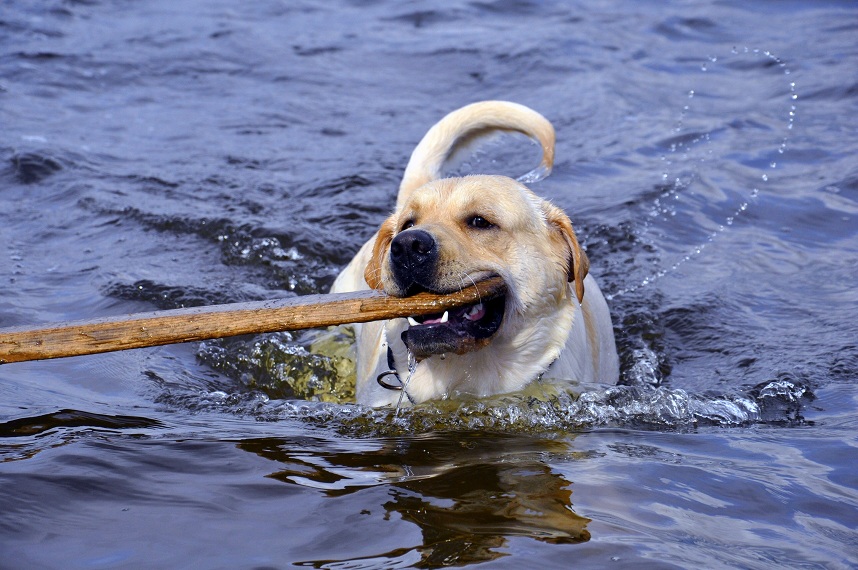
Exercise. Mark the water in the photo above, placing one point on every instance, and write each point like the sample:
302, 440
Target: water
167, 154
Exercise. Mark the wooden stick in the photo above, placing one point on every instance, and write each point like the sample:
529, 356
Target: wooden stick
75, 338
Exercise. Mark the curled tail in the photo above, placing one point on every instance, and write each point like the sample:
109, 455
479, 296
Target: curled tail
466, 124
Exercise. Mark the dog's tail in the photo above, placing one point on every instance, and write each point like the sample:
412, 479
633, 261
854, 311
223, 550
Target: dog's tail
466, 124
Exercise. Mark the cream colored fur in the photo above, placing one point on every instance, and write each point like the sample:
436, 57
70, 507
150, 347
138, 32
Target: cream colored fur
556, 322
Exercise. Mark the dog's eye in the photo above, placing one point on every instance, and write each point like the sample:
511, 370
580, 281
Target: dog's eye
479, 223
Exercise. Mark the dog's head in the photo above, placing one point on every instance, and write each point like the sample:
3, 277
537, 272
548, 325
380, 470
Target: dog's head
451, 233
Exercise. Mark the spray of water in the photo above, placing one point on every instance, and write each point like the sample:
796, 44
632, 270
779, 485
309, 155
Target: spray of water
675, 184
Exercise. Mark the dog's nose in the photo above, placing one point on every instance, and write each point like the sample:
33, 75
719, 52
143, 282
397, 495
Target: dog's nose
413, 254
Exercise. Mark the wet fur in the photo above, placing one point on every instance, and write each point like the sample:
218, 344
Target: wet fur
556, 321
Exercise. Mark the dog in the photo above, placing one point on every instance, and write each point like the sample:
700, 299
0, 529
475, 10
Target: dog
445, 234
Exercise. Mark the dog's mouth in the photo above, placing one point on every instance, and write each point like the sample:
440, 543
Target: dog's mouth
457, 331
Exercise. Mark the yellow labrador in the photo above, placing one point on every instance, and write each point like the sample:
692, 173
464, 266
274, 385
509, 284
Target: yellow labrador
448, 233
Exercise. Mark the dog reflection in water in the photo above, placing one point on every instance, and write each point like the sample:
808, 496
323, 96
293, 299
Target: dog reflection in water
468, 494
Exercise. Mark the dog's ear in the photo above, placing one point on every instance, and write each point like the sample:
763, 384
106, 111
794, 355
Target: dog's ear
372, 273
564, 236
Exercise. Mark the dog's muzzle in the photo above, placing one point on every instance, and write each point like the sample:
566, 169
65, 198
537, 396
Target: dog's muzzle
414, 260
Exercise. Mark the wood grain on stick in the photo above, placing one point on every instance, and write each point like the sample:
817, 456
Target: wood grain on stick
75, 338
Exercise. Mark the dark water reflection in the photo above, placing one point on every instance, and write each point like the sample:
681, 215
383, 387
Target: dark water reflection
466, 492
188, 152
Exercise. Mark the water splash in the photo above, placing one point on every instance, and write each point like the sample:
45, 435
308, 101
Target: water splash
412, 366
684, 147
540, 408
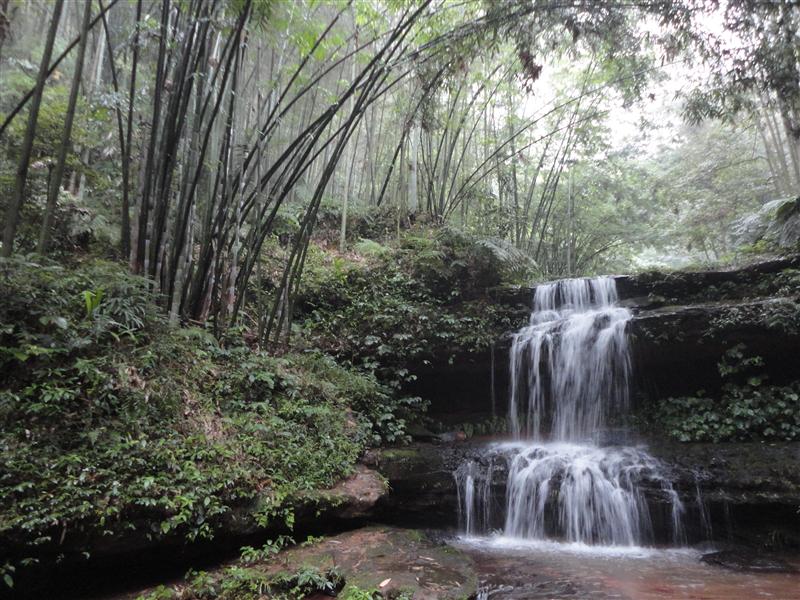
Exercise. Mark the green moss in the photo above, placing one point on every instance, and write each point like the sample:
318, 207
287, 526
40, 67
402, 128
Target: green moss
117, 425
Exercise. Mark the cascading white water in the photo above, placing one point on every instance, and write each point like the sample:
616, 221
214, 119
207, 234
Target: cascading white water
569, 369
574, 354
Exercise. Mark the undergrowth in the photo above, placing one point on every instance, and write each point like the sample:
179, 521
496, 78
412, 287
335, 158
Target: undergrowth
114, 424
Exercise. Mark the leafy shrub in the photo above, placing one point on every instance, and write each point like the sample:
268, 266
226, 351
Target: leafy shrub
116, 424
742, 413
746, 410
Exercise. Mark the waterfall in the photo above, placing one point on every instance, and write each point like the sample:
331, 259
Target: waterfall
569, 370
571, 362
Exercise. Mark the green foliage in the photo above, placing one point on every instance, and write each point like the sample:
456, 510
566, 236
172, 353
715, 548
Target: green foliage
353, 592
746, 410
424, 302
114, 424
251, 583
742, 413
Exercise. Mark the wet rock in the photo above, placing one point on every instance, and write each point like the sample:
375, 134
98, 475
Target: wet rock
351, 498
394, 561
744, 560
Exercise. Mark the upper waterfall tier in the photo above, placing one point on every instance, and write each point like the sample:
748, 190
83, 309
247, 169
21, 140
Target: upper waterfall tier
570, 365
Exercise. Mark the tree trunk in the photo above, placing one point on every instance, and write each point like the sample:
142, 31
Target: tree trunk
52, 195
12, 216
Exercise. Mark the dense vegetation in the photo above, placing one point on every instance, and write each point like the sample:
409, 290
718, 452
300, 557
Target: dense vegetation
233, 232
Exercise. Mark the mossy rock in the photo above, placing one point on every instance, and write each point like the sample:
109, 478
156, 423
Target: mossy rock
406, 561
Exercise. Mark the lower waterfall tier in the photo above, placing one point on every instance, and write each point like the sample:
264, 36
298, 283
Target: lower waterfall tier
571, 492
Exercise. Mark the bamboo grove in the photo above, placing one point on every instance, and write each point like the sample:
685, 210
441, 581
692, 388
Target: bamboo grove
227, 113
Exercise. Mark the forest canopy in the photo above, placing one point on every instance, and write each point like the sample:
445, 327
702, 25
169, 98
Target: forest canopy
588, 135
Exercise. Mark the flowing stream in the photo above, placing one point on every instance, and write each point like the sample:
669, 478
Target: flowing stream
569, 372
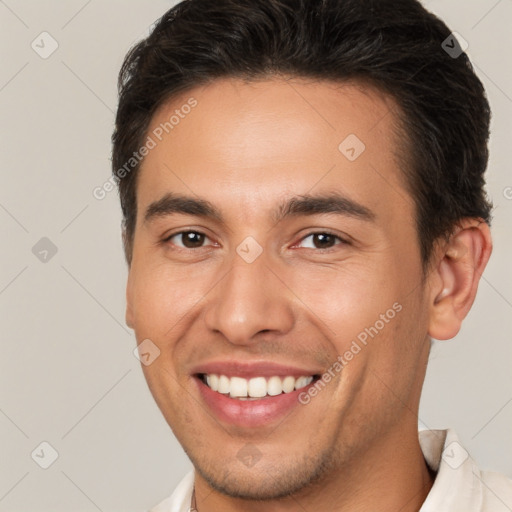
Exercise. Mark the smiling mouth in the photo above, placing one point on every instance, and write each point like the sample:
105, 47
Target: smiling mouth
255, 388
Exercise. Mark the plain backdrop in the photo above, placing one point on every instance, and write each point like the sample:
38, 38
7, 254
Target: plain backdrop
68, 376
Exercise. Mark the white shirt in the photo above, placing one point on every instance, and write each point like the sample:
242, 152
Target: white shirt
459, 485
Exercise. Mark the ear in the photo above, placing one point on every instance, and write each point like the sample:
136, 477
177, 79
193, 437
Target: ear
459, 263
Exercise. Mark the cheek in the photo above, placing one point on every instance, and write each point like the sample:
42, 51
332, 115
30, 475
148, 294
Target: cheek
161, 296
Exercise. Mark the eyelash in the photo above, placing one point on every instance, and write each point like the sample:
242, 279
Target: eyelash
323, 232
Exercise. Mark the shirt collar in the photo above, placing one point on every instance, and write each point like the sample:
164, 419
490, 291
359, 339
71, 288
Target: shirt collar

==

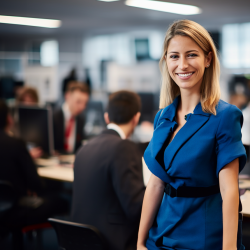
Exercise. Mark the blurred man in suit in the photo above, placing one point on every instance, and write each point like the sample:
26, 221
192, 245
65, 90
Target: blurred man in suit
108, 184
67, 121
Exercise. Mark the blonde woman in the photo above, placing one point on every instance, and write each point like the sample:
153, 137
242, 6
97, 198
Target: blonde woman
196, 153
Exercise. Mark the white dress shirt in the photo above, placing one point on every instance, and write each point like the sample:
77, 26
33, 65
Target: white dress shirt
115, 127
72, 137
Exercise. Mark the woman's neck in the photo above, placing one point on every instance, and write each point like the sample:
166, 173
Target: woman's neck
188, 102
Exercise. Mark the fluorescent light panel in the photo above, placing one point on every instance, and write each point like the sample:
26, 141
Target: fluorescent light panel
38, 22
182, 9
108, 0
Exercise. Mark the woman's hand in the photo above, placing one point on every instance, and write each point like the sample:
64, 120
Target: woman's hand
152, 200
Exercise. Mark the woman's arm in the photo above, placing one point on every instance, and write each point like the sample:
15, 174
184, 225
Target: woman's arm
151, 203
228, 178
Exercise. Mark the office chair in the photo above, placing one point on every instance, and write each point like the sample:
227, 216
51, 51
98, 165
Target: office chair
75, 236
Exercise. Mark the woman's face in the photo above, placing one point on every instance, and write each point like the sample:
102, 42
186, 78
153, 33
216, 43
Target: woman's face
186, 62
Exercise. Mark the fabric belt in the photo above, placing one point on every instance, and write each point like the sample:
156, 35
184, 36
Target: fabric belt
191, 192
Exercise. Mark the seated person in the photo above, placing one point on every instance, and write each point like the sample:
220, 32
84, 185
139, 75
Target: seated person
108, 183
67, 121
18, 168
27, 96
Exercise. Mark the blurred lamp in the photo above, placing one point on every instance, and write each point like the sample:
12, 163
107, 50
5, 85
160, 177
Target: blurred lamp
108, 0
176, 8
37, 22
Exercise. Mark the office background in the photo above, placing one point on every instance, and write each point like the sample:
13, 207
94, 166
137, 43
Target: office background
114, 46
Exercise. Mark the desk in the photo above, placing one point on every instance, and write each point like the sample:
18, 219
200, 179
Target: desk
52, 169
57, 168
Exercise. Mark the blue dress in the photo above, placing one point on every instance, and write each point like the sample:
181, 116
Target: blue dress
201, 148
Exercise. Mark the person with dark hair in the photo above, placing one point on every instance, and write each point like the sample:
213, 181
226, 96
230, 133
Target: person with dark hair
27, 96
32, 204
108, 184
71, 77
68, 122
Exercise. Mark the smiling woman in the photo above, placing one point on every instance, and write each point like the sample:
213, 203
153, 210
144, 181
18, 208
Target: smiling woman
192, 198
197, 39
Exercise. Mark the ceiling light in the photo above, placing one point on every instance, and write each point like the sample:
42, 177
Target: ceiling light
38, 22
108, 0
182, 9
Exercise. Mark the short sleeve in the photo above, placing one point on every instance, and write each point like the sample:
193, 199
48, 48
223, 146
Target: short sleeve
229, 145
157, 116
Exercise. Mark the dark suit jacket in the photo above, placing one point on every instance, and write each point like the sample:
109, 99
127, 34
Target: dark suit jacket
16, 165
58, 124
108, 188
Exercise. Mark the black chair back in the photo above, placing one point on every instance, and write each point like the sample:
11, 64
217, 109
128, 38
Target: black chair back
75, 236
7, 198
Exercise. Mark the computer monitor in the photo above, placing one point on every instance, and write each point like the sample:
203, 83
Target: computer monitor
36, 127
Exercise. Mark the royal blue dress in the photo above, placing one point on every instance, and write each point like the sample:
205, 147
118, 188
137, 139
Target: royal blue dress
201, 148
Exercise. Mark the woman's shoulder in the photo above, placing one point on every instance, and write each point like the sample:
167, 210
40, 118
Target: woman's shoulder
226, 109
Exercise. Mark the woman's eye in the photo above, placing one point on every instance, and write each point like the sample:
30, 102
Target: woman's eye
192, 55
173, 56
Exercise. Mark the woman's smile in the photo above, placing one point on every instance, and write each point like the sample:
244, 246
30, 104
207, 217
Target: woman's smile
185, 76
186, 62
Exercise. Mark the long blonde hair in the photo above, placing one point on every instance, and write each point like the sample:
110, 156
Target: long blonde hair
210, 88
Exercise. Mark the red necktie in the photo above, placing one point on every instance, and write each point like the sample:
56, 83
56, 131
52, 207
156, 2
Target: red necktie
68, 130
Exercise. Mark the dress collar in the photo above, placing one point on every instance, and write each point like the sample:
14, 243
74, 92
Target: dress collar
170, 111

* * *

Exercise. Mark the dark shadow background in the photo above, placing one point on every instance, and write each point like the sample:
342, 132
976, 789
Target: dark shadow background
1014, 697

Problem statement =
Pull out every line of the rows above that contains the word "computer", and copy each one in full.

Answer for this exercise =
Exercise. Mark the computer monitor in the photo above, placing one point on every instance, and write each point like the sample:
Target: computer monitor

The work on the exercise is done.